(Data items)
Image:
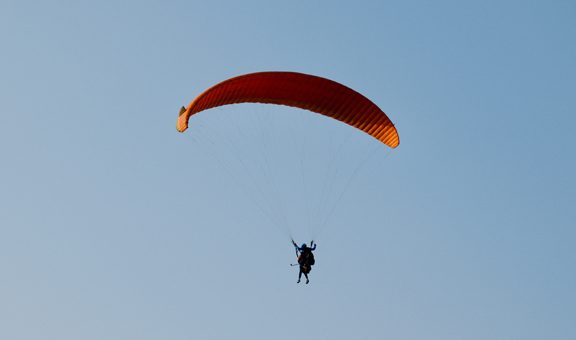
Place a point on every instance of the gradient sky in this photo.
(115, 226)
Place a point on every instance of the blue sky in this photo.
(115, 226)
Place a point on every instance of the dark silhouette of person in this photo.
(305, 259)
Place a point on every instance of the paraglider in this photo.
(305, 259)
(298, 90)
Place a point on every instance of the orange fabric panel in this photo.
(299, 90)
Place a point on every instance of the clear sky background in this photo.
(115, 226)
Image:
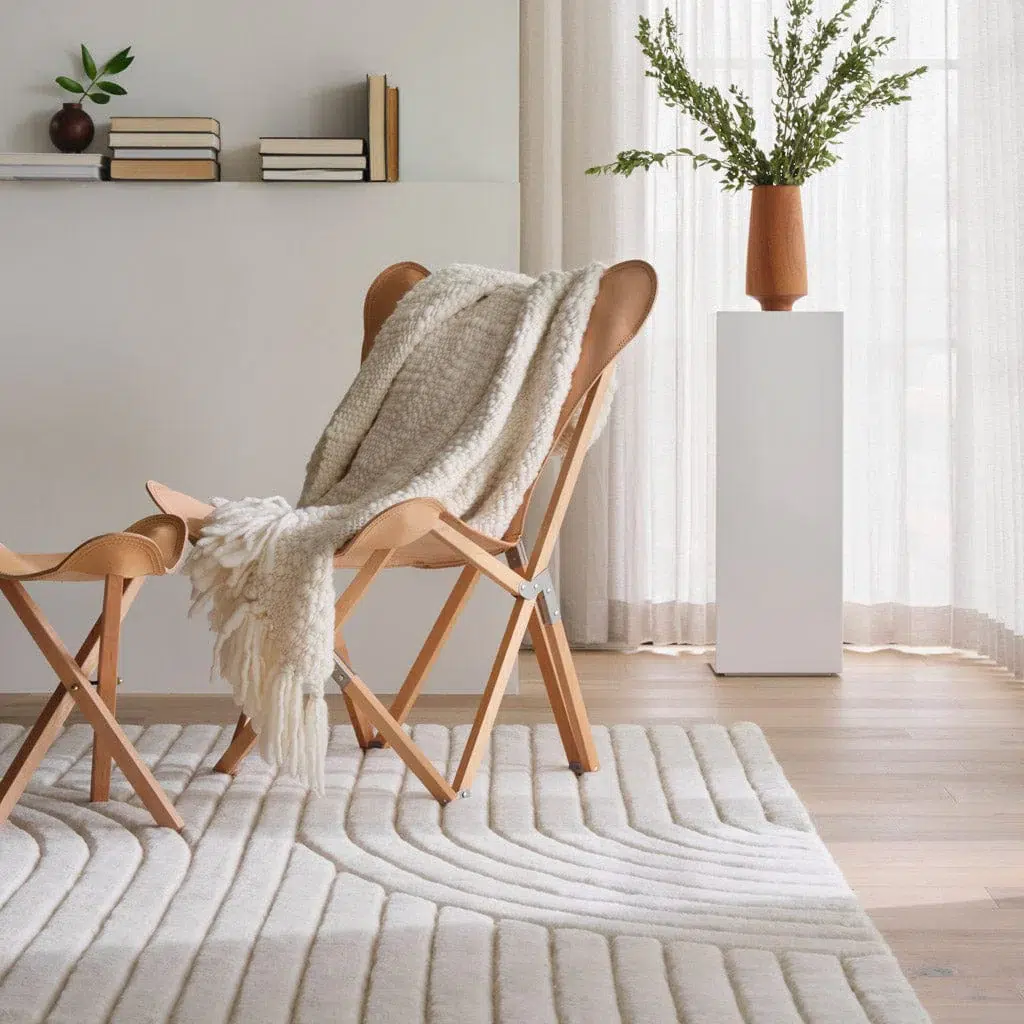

◆ AIM
Rewrite every line of the entries above, requests included, but omit the pictures. Multiply each point coordinate in the answers by 0.2 and round to the nearest whole number, with halves rounding up.

◆ RESPONSE TO THIS TASK
Image:
Place a point on every instance of the gradient sky in this photo.
(23, 45)
Place a point on every instance of the blue sky in this photo.
(23, 45)
Place a point on every instance of the dark silhouette of person in this photo.
(61, 52)
Place a point on every instance of the paraglider in this photo.
(61, 52)
(60, 18)
Place a point on every instance of the orange fabric panel in this photo.
(60, 18)
Place a point on every instance of the clear sky background in this photo.
(23, 45)
Image:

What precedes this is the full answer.